[Start of PROVIDED MATERIAL]

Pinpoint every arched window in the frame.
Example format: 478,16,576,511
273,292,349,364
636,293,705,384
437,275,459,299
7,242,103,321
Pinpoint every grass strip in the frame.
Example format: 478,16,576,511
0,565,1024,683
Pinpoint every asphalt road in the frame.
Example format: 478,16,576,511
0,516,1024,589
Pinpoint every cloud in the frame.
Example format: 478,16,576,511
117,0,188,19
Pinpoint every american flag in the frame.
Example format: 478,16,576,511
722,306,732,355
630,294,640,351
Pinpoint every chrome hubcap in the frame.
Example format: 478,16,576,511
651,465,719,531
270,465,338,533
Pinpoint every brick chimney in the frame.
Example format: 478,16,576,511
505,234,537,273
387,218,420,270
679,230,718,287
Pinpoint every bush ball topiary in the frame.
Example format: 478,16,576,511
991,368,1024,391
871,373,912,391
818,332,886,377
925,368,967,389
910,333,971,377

[End of PROVIDED MATERIAL]

● **REQUIREMENT**: Output every line of the items above as a JSON list of strings, one string per line, with blank lines omitted.

● **REPLY**:
[
  "Pinpoint every arched window in the frame.",
  "Example format: 478,16,576,511",
  "273,292,349,364",
  "636,293,705,384",
  "437,275,459,299",
  "7,242,103,321",
  "Pinpoint every grass strip in the frame.",
  "Example format: 478,16,576,511",
  "0,565,1024,683",
  "Pinpoint every asphalt road in the frame.",
  "Example format: 478,16,576,511",
  "0,516,1024,589",
  "Pinpoint every cloud in the frame.",
  "Example format: 478,16,576,511",
  "117,0,188,19",
  "Pinpoint every american flag in the frame.",
  "Example format: 478,16,576,511",
  "722,306,732,355",
  "630,294,640,351",
  "Pinpoint every chrome hubcap in the frame.",
  "Example format: 478,16,576,511",
  "651,465,719,531",
  "270,465,338,533",
  "Pinpoint every brick chimney in the frame.",
  "Example format: 478,16,576,511",
  "505,234,537,273",
  "387,218,420,270",
  "679,230,718,287",
  "Pinpoint every bush ball topiary in the frame.",
  "Example format: 478,16,576,511",
  "991,368,1024,391",
  "871,373,912,391",
  "818,332,886,377",
  "925,368,967,389",
  "910,333,971,377"
]